**Task inputs:**
__________________________________________________
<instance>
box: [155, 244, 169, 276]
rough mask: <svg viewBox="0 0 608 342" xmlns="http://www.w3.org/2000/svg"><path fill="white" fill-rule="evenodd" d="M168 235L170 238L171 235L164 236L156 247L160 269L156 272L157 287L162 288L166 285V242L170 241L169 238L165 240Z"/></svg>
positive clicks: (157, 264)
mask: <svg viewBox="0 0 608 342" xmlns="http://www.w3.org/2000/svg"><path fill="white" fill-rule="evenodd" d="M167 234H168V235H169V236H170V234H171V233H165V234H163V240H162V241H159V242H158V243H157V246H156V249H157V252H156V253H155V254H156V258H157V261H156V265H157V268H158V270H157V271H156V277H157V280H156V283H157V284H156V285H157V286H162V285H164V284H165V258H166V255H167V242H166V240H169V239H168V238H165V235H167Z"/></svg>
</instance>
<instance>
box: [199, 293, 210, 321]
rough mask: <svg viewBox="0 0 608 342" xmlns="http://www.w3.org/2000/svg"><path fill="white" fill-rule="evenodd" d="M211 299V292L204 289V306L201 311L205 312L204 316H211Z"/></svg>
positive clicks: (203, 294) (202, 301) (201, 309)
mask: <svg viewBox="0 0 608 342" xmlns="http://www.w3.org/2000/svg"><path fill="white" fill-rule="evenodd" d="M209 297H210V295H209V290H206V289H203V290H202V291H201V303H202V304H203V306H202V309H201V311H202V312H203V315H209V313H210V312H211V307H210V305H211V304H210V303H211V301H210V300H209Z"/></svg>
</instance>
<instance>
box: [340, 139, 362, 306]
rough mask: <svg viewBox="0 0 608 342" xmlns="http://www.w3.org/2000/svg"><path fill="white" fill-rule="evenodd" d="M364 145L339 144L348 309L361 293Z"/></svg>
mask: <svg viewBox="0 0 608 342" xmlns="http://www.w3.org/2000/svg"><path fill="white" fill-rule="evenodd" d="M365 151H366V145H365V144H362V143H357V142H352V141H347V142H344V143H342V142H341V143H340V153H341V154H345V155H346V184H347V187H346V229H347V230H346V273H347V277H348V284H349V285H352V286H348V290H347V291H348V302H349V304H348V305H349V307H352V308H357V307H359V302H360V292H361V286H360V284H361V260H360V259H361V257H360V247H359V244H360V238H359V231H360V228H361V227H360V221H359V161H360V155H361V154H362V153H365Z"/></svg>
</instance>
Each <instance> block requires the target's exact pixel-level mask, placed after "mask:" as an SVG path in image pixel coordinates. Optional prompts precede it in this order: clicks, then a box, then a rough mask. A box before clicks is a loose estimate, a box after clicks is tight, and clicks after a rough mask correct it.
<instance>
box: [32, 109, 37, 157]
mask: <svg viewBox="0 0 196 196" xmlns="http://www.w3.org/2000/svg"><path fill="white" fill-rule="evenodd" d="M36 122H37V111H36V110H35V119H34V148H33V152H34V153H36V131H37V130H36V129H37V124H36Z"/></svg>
__________________________________________________
**Task directions:** Your task is to output the full set of records exactly as presented.

**Written solution:**
<instance>
box: [155, 244, 169, 276]
rough mask: <svg viewBox="0 0 608 342" xmlns="http://www.w3.org/2000/svg"><path fill="white" fill-rule="evenodd" d="M168 235L170 238L171 235L164 236L156 247L160 269L156 272L157 287L162 288L166 285V242L170 241L169 238L165 240Z"/></svg>
positive clicks: (157, 264)
mask: <svg viewBox="0 0 608 342" xmlns="http://www.w3.org/2000/svg"><path fill="white" fill-rule="evenodd" d="M167 234H168V235H169V236H170V234H171V233H165V234H163V240H162V241H159V242H158V243H157V246H156V249H157V252H156V253H155V254H156V258H157V261H156V265H157V268H158V270H157V271H156V277H157V280H156V283H157V284H156V285H157V286H162V285H164V284H165V258H166V255H167V242H166V240H169V239H168V238H165V235H167Z"/></svg>
</instance>
<instance>
box: [199, 293, 210, 321]
rough mask: <svg viewBox="0 0 608 342" xmlns="http://www.w3.org/2000/svg"><path fill="white" fill-rule="evenodd" d="M211 299V292L204 289V306L201 311L205 312L204 316H211Z"/></svg>
positive clicks: (203, 294) (202, 301) (201, 309)
mask: <svg viewBox="0 0 608 342" xmlns="http://www.w3.org/2000/svg"><path fill="white" fill-rule="evenodd" d="M209 297H210V295H209V290H206V289H203V290H202V291H201V303H202V304H203V306H202V309H201V311H202V312H203V315H209V313H210V312H211V307H210V305H211V304H210V303H211V301H210V300H209Z"/></svg>
</instance>
<instance>
box: [340, 139, 362, 306]
rough mask: <svg viewBox="0 0 608 342" xmlns="http://www.w3.org/2000/svg"><path fill="white" fill-rule="evenodd" d="M364 145L339 144L348 309L361 293Z"/></svg>
mask: <svg viewBox="0 0 608 342" xmlns="http://www.w3.org/2000/svg"><path fill="white" fill-rule="evenodd" d="M365 151H366V145H365V144H362V143H357V142H352V141H347V142H344V143H342V142H341V143H340V153H341V154H345V155H346V184H347V187H346V229H347V230H346V273H347V277H348V284H349V285H352V286H348V290H347V291H348V302H349V304H348V305H349V307H352V308H357V307H359V302H360V292H361V286H360V284H361V260H360V259H361V257H360V247H359V244H360V238H359V231H360V228H361V227H360V221H359V161H360V155H361V154H362V153H365Z"/></svg>
</instance>
Each <instance> block requires the target's exact pixel-level mask, placed after "mask:" as an SVG path in image pixel coordinates. Optional prompts precede it in this order: clicks, then a box, then a rough mask. A box before clicks is a loose estimate, a box after clicks is tight, and clicks after a rough mask correct it.
<instance>
box: [32, 109, 37, 157]
mask: <svg viewBox="0 0 196 196" xmlns="http://www.w3.org/2000/svg"><path fill="white" fill-rule="evenodd" d="M36 122H37V111H36V110H35V119H34V148H33V152H34V153H36V131H37V130H36V129H37V124H36Z"/></svg>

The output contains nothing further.